YOUR GOAL
Without any pictures, restate the full set of records below exactly.

INPUT RECORDS
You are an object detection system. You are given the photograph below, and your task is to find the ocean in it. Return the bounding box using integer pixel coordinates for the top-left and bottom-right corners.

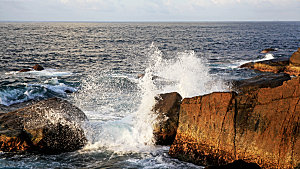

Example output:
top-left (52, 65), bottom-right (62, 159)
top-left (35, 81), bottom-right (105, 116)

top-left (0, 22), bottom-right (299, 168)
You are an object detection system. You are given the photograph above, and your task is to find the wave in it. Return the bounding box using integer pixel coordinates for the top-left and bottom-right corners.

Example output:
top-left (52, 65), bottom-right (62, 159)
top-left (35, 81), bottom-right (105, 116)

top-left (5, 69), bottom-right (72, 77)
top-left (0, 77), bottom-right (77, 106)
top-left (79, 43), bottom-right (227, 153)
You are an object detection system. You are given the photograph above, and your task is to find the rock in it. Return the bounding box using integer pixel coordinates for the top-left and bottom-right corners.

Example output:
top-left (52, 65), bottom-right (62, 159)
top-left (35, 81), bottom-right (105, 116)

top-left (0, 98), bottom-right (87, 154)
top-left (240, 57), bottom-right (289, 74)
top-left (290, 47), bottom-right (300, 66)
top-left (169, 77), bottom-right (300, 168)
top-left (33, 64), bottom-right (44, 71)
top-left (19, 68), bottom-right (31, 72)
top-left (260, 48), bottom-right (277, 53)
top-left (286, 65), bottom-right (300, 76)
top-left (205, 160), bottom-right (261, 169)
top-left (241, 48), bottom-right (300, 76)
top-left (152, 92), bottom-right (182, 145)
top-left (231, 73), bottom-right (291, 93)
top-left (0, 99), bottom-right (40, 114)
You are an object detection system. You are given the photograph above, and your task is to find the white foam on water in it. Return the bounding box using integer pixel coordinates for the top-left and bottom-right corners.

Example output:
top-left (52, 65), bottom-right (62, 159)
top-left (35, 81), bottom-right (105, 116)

RESPONSE AREA
You are an object detection system. You are given the photograph below, and your task is to find the ocean in it. Return the bounding box using integer pixel coordinates for the top-left and bottom-right corners.


Example output:
top-left (52, 65), bottom-right (62, 159)
top-left (35, 81), bottom-right (105, 116)

top-left (0, 22), bottom-right (299, 168)
You are an object detection system. You are given the photograph above, and your task is to find the wave in it. Return the bounding box using integer pixel coordinates for the top-left and bottom-right corners.

Example output:
top-left (52, 65), bottom-right (62, 159)
top-left (35, 81), bottom-right (105, 116)

top-left (5, 69), bottom-right (72, 77)
top-left (0, 77), bottom-right (77, 106)
top-left (79, 43), bottom-right (227, 153)
You are an object detection system. You are given the photograph above, and your task is to find the rock in it. Return the bounding box using integer pixel coordinates for the top-left and bottom-right corners.

Example output:
top-left (52, 65), bottom-right (62, 159)
top-left (35, 81), bottom-right (105, 116)

top-left (0, 98), bottom-right (87, 154)
top-left (240, 57), bottom-right (289, 74)
top-left (290, 47), bottom-right (300, 66)
top-left (169, 77), bottom-right (300, 168)
top-left (33, 64), bottom-right (44, 71)
top-left (19, 68), bottom-right (31, 72)
top-left (260, 48), bottom-right (277, 53)
top-left (286, 65), bottom-right (300, 76)
top-left (205, 160), bottom-right (261, 169)
top-left (241, 48), bottom-right (300, 76)
top-left (152, 92), bottom-right (182, 145)
top-left (231, 73), bottom-right (291, 93)
top-left (0, 99), bottom-right (40, 114)
You are an object detection system. You are given the photograph above, and your task is to find the white foam on water in it. Return the bounding box using integer pixel coordinates for the top-left and bottom-right corners.

Example output:
top-left (52, 65), bottom-right (62, 159)
top-left (35, 81), bottom-right (105, 116)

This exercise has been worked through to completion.